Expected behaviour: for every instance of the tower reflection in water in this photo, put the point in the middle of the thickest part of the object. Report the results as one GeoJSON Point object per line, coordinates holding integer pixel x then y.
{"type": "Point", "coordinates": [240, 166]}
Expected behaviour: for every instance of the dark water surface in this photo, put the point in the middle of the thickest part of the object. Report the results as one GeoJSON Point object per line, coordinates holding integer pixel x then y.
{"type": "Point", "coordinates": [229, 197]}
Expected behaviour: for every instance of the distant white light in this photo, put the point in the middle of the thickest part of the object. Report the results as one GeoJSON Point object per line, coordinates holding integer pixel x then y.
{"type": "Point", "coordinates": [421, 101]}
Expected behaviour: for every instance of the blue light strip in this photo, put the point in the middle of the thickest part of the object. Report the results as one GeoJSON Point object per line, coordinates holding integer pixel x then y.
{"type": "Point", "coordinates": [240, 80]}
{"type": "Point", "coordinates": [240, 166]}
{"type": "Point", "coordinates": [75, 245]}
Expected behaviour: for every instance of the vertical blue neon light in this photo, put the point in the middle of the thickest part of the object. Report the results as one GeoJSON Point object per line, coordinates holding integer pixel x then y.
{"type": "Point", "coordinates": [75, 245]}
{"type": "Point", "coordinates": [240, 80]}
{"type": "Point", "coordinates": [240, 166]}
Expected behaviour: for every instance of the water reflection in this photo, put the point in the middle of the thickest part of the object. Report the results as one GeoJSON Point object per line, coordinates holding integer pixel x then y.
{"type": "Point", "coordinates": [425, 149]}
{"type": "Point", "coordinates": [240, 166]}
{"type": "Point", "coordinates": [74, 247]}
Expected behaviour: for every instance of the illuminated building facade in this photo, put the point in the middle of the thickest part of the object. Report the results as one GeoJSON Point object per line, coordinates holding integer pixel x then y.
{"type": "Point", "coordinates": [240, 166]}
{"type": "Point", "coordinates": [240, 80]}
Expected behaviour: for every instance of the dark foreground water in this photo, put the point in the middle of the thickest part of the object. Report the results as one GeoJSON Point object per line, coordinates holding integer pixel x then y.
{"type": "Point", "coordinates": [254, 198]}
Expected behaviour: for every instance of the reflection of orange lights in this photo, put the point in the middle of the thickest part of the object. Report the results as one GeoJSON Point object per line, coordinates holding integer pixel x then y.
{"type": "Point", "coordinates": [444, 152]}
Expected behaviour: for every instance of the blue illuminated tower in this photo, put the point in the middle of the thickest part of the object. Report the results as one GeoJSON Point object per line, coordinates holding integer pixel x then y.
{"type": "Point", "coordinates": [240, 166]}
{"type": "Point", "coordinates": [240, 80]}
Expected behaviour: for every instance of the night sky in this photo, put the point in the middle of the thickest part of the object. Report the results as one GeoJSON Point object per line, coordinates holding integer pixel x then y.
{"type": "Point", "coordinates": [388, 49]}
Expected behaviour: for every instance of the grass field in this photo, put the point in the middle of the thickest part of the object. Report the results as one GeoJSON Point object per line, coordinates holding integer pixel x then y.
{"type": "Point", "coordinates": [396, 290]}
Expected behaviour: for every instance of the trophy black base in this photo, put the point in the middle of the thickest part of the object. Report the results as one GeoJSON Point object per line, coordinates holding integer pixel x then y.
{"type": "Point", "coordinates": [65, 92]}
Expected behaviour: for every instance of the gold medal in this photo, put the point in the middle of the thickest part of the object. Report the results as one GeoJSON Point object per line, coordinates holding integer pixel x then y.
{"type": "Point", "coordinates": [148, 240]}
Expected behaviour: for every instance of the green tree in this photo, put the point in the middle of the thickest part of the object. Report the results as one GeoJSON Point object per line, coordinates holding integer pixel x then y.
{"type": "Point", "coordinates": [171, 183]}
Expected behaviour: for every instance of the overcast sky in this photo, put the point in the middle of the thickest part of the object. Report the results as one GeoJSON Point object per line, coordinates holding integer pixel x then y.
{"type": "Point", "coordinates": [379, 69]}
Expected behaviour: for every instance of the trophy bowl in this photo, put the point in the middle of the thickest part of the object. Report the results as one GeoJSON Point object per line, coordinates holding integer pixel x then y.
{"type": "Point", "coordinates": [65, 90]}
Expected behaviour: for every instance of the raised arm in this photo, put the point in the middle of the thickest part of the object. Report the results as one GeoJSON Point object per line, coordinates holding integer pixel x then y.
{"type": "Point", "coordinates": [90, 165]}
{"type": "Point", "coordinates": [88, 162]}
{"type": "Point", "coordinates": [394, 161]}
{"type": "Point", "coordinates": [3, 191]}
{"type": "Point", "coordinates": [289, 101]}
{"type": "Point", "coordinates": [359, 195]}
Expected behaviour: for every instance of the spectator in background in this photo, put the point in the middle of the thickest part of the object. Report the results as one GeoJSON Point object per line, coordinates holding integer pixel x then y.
────────
Starting with the line containing "Expected behaviour: for every instance of the trophy bowl" and continuing through the end of the records, rewrite every line, requests included, and reproduce only those lines. Multiply each point coordinate in the answers by 0.25 and round the result to a whole number, rounding halves up.

Expected behaviour: for every instance of the trophy bowl in this photo, put the point in the middle of the thickest part of the object. Report the results as one GeoJSON Point object per line, coordinates holding integer pixel x then y.
{"type": "Point", "coordinates": [16, 23]}
Expected behaviour: for every instance of the raised arm in this photo, put the point in the middle of the thickest part of the object. Report the results as one GeoJSON Point object per line, coordinates holding integer pixel x then y.
{"type": "Point", "coordinates": [23, 41]}
{"type": "Point", "coordinates": [22, 41]}
{"type": "Point", "coordinates": [99, 40]}
{"type": "Point", "coordinates": [1, 48]}
{"type": "Point", "coordinates": [72, 25]}
{"type": "Point", "coordinates": [90, 49]}
Expected behaviour: for every instance of the spectator in background in this photo, put the point in the middle of the thickest part of the object. Report the results as one GeoJSON Point object per line, coordinates holding integer pixel x then y.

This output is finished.